[Records shown]
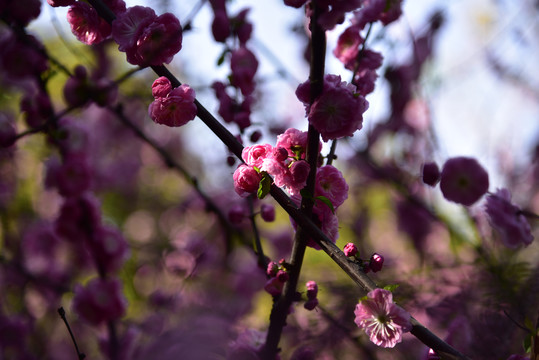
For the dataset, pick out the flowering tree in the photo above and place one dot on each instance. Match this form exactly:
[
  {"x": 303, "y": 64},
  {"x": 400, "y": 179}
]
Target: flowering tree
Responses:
[{"x": 105, "y": 222}]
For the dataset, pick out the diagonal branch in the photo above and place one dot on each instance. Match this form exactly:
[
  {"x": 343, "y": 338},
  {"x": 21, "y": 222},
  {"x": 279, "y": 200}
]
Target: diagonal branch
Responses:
[{"x": 352, "y": 269}]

[Instructions for the task]
All the records need to be repeated exactly, with the images dropped.

[The output]
For the dataset, pick out the flowering tree in the photo above and place one dot on each instance. Match this form exactly:
[
  {"x": 303, "y": 64},
  {"x": 400, "y": 179}
]
Target: flowering tree
Responses:
[{"x": 105, "y": 222}]
For the dataset, pick out the diagonal branch in the photo above and place one dot on each instance. Match this form exactly:
[
  {"x": 343, "y": 338},
  {"x": 21, "y": 222},
  {"x": 279, "y": 200}
]
Target: diagonal branch
Responses:
[{"x": 352, "y": 269}]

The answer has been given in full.